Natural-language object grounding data
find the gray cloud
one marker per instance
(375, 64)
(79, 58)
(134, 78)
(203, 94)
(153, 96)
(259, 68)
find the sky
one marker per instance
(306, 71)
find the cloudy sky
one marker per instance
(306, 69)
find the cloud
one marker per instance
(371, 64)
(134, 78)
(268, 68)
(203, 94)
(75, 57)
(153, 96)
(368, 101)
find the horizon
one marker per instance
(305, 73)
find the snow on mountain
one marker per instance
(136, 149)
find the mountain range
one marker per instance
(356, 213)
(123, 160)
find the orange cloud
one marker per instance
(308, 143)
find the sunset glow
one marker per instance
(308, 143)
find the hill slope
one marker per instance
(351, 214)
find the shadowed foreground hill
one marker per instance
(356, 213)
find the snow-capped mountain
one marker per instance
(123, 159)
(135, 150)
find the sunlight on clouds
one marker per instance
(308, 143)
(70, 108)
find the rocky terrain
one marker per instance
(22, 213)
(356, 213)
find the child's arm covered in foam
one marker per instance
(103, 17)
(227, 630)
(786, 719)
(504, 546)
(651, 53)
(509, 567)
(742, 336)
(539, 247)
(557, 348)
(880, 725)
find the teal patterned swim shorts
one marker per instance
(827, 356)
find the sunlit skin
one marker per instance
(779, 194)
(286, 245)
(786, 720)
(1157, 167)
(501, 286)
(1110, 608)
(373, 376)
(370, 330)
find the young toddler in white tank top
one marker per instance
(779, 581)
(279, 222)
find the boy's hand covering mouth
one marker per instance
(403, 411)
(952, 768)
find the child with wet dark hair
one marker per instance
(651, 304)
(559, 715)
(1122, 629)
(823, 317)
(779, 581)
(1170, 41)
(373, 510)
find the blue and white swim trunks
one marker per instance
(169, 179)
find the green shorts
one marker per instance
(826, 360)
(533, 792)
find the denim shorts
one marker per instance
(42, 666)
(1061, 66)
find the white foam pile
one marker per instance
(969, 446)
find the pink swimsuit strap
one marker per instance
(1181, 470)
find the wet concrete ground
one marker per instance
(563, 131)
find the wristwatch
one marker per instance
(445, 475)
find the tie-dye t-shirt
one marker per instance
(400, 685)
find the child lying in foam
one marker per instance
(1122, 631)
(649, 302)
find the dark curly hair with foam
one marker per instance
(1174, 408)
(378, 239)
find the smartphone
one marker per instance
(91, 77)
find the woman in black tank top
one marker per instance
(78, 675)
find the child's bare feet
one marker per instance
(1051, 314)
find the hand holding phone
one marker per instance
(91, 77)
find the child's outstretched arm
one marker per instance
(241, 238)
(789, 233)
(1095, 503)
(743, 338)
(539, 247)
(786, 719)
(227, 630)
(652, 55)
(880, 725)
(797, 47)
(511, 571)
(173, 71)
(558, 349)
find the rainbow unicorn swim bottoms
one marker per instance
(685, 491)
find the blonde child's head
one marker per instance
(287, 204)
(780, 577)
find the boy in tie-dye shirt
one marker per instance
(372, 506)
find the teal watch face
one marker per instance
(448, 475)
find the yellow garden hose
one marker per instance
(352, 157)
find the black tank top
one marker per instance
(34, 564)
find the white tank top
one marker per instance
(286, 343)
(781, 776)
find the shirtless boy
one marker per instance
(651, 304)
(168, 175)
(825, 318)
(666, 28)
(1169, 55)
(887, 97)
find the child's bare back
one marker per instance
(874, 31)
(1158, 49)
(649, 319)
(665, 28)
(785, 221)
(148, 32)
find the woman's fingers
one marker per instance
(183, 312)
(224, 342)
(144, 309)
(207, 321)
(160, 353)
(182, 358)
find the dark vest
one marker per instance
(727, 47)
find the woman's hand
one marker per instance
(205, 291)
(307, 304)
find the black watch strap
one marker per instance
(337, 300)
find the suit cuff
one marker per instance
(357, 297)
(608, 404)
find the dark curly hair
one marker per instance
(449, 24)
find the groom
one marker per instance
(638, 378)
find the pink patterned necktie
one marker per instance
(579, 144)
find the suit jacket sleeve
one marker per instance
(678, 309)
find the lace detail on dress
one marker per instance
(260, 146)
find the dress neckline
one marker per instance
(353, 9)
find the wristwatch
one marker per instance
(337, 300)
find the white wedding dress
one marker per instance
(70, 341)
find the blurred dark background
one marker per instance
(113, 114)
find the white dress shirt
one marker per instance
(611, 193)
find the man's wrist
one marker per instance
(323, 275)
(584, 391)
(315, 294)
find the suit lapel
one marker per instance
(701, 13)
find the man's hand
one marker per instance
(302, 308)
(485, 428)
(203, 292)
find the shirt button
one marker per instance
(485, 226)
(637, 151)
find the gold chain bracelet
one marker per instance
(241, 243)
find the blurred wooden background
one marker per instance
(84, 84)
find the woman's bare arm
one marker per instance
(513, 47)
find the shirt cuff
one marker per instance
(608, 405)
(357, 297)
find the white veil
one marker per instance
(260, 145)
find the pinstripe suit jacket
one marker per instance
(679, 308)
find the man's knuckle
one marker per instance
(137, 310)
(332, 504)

[YOUR TASK]: Beginning at the line with "find the shirtless boy" and stopping after the line with "find the dress neckline", please write out every line of the data above exactly and nothing else.

[ANSWER TO THIS TASK]:
find the shirtless boy
one marker per instance
(651, 304)
(168, 175)
(825, 318)
(666, 28)
(1169, 55)
(887, 97)
find the child's bare back
one marker per instance
(874, 31)
(1158, 49)
(649, 319)
(665, 28)
(785, 221)
(148, 32)
find the woman's fingers
one marker per instance
(183, 312)
(224, 342)
(144, 309)
(207, 321)
(160, 353)
(182, 358)
find the dark vest
one marker per instance
(727, 47)
find the woman's hand
one marker per instance
(205, 291)
(307, 304)
find the black watch strap
one marker per instance
(337, 300)
find the suit cuff
one marker per instance
(357, 297)
(608, 404)
find the dark curly hair
one marker per instance
(449, 24)
find the groom
one marker per instance
(638, 378)
find the pink patterned necktie
one marker per instance
(579, 144)
find the suit jacket sleeve
one marker per instance
(678, 309)
find the lace detail on dress
one marker per instance
(260, 146)
find the dress neckline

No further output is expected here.